*What this task involves:*
Return exactly the lines of the data below, from the one that contains "Locate a point on each instance of the green foliage" through the final line, and leave out every picture.

*Record list:*
□ □ □ □ □ □ □

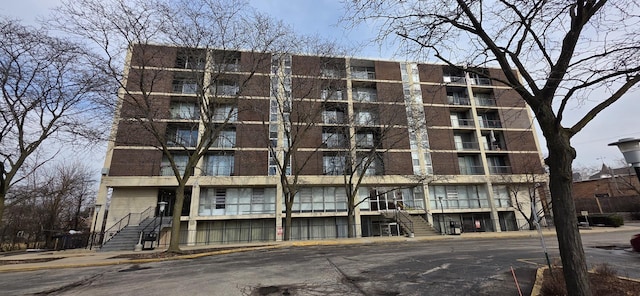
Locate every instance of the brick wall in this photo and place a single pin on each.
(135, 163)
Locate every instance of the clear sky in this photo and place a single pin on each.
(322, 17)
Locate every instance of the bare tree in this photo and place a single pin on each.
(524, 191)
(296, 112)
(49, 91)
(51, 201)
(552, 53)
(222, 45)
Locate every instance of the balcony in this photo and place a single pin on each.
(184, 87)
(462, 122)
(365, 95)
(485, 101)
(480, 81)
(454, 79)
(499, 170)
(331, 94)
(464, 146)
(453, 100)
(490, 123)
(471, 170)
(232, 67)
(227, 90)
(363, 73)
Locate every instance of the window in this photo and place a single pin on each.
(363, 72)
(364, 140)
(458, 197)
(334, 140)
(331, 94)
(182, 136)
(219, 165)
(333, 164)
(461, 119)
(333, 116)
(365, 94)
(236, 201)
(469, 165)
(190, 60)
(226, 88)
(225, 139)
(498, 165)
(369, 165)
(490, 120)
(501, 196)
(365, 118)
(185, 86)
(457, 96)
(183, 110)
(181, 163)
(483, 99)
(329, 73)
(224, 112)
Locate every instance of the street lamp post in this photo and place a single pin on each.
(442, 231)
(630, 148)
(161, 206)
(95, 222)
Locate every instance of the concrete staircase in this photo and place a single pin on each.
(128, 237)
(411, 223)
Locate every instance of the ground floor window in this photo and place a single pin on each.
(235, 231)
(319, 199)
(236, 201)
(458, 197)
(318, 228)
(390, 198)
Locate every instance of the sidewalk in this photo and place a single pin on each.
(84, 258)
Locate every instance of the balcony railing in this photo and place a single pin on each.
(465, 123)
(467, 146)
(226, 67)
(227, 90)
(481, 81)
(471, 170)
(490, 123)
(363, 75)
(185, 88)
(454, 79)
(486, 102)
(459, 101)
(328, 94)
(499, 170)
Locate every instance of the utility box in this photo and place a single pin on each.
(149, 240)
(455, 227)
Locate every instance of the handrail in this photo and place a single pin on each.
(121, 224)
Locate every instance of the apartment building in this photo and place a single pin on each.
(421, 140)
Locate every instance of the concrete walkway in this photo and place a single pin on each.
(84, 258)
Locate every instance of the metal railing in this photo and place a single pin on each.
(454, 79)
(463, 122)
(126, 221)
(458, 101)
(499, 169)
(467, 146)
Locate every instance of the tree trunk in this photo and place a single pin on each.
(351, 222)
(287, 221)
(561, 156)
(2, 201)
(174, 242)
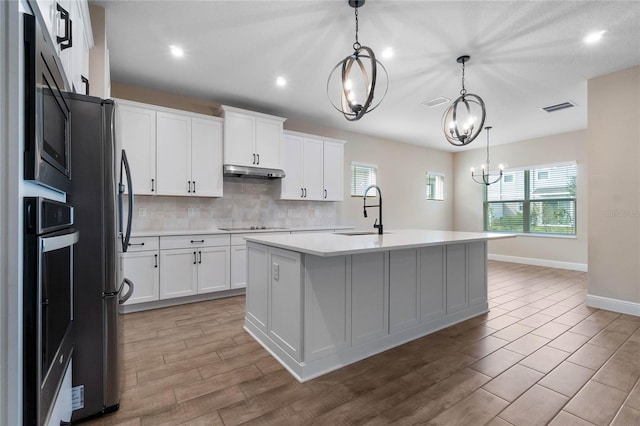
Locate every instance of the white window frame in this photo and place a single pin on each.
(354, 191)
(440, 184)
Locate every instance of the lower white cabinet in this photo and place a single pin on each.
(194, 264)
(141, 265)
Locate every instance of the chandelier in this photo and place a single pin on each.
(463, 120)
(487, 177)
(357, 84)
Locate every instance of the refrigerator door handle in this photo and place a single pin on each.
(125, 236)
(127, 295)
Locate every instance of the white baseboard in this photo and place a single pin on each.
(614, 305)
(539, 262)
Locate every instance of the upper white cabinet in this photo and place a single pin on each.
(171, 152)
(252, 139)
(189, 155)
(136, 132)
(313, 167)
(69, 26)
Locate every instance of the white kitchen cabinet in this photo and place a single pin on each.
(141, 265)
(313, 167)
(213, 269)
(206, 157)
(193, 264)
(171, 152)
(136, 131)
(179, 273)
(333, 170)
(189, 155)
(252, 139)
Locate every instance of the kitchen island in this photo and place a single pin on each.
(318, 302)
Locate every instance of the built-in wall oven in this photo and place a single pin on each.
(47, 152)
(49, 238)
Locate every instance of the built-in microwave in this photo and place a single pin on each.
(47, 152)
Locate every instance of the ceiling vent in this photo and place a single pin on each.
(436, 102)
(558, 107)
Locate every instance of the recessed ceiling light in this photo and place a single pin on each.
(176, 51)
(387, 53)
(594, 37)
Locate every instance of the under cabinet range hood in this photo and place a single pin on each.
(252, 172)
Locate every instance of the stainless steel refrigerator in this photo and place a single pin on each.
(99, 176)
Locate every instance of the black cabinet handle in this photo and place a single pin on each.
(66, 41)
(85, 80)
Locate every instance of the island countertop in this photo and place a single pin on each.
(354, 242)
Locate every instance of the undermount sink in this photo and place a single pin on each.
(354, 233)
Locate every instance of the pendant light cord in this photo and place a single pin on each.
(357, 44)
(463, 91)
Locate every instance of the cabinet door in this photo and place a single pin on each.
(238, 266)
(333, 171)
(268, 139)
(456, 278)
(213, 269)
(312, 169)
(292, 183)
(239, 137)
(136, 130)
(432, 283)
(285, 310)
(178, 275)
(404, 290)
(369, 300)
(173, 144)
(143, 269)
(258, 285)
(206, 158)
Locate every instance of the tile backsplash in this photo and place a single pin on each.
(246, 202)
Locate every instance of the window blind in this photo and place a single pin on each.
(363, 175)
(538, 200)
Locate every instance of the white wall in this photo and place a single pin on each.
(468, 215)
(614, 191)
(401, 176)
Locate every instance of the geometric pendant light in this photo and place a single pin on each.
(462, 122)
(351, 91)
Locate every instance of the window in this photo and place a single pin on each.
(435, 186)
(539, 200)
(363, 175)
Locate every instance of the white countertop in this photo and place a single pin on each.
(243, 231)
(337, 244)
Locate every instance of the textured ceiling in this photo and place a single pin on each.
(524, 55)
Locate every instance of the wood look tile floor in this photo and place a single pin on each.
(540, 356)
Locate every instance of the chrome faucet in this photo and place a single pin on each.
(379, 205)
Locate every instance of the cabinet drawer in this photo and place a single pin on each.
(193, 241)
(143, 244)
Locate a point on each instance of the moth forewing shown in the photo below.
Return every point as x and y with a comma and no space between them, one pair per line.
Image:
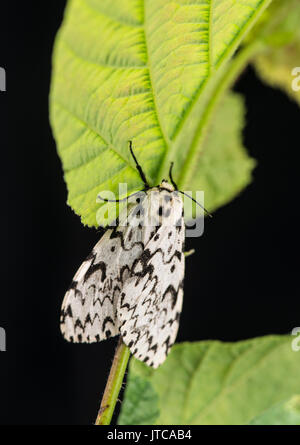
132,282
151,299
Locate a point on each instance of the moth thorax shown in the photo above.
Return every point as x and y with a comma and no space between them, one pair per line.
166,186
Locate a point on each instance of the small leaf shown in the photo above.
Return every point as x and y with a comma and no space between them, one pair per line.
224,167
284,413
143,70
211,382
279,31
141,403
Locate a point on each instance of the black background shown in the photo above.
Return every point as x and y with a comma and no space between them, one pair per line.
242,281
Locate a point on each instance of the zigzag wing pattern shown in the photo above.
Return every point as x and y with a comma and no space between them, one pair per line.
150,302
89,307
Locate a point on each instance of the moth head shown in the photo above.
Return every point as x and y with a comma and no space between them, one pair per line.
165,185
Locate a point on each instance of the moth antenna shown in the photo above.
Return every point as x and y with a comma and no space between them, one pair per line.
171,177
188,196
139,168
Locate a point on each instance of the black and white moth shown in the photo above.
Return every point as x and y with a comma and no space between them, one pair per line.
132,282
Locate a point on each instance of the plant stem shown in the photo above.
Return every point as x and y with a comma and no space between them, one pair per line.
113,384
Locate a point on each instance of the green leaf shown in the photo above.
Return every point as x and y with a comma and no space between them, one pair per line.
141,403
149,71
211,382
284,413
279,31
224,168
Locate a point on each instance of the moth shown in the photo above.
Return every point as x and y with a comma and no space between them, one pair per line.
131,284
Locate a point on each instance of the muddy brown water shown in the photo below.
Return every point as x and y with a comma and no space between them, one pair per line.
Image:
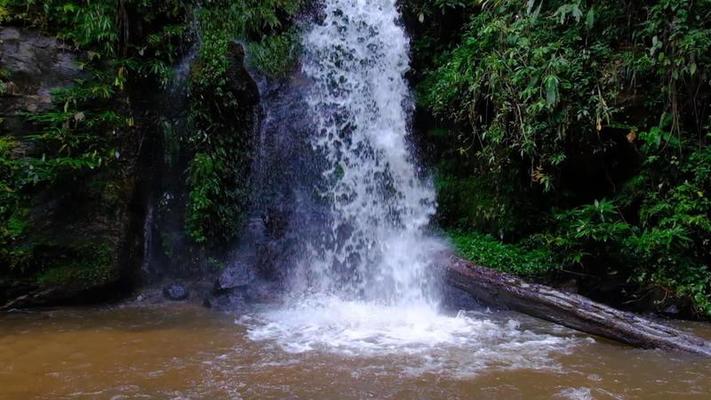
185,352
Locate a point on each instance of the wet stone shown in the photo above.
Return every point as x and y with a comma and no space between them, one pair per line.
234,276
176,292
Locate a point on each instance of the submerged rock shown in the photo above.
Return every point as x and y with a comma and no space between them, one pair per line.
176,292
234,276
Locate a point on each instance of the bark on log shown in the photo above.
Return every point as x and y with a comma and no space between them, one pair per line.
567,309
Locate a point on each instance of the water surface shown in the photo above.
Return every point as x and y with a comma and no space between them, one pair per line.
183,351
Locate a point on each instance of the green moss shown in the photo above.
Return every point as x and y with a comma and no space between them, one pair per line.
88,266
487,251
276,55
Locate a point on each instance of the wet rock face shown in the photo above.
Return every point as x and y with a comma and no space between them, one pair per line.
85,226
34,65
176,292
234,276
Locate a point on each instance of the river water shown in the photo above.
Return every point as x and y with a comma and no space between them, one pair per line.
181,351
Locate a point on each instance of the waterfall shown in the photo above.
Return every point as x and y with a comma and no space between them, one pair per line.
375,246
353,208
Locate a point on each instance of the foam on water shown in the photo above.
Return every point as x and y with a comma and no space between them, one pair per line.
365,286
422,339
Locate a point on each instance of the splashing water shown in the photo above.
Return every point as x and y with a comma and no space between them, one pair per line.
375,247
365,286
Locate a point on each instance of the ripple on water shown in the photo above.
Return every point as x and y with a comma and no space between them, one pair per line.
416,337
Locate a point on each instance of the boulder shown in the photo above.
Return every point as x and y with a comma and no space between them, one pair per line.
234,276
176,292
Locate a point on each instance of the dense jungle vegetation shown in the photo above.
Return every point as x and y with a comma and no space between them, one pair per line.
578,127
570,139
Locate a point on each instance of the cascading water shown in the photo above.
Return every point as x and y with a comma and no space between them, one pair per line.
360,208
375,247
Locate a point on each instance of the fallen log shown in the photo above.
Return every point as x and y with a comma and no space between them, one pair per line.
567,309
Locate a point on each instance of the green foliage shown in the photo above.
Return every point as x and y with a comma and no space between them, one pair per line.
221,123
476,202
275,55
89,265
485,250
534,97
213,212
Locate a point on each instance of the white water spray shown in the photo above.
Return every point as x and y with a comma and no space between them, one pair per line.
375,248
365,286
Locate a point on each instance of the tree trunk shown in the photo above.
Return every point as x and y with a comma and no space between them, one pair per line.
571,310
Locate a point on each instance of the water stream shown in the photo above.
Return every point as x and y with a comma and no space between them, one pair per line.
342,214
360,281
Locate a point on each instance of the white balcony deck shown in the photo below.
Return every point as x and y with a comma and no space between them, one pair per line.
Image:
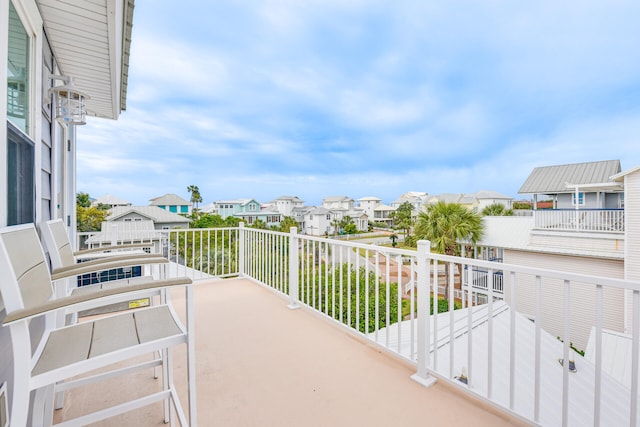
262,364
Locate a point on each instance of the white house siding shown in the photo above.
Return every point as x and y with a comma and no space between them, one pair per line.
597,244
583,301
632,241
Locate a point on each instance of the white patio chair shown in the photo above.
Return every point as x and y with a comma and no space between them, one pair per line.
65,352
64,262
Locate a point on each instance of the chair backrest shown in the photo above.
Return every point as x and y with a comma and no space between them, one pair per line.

□ □ □ □ □ □ □

*Answer:*
Locate a point on each instance of the green foliage shown in the photo above.
Return every point as x and y with a comma and no space between them, one pair per line.
221,123
476,202
275,55
89,265
485,250
534,97
213,212
Locate a point on each instance of the white water spray shown in the photo above.
Return every point as x and y with a comma and no space between them, one pair per line.
375,248
365,286
Locate a point on each instance of the tree trunk shown in the photo above.
Return every point as x and y with a comma and no space between them, one pair per line.
571,310
Locate a point on each instance of the water stream shown in the photo above.
Return every point as x and y with a comma and no space between them, one pair per line.
342,214
360,281
Locate a point on each instance of the white balcony deck shown in the photo below.
Return every point as x and y with a comma and no space between them, one pair per line.
Image:
262,364
Locate a point on each instance of the white house siding shown in the photo above.
Return every point as x and y with a comma and no space between them, one pair per line.
597,244
583,301
632,241
Locate a point on each instance of the white patio chair shown in the photo above.
Return every point as x and y with a comma and no space between them, one pair per line.
65,352
64,262
Locate a point on each instance of the chair backrest shown in the photo above.
Return every point as x and y with a comma and no space between them, one pair per line.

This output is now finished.